WHAT IS ASKED:
a) In the Wolverine #23 annotations, which earlier cover is the cover of this issue said to call back to?
b) Pick up the Wolverine #23 annotations after their last sentence and write the next part.

Wolverine #23 annotations

Posted on Sunday, July 17, 2022 by Paul in Annotations

As always, this post contains spoilers, and page numbers go by the digital edition.

WOLVERINE vol 7 #23
“Old Haunts”
Writer: Benjamin Percy
Artist: Adam Kubert
Colourist: Frank Martin
Letterer: Cory Petit
Design: Tom Muller with Jay Bowen
Editor: Mark Basso

COVER / PAGE 1. Danger impales Wolverine and Deadpool on swords. It’s a callback to Adam Kubert’s own cover for Wolverine #88 (1994), which has Deadpool impaling Wolverine in the same pose.

PAGES 2-5. Deadpool and Wolverine fight their way into the X-Men Mansion.

The page layouts echo the opening pages of every issue in this arc (though I’d struggle to tell you quite what the point of that is). Apparently Danger has mocked up a Sentinel for our heroes to get past.

[Records excerpted from a collection]
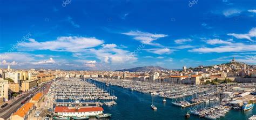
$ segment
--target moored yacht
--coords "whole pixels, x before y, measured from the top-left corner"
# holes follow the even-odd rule
[[[151,108],[153,110],[157,110],[157,108],[154,104],[151,104]]]
[[[254,104],[252,104],[252,103],[249,104],[248,103],[248,102],[244,102],[242,109],[244,111],[246,111],[246,110],[252,109],[252,108],[253,108],[254,106]]]

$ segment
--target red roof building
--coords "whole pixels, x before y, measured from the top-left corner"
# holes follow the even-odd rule
[[[102,107],[69,107],[57,106],[54,109],[55,115],[63,116],[92,116],[102,114]]]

THE ANSWERS:
a) Adam Kubert's own cover for Wolverine #88 (1994), in which Deadpool impales Wolverine in the same pose.

b)
This is interspersed with Wolverine reminiscing about the days when the Mansion was home, with images of the X-Men teaching pupils on the lawn, and having one of their signature baseball games. Wolverine, having been around for over a century, tells us that he has an all-things-pass attitude to the Institute, remembering it fondly enough, but recognising that attempts to recapture the past are bound to fail. Wolverine claims later in the issue that Danger and Deadpool are both making this sort of doomed attempt. It’s fairly obvious why that’s the case for Danger, who’s returned home to her place of awakening, and more of a stretch for Deadpool.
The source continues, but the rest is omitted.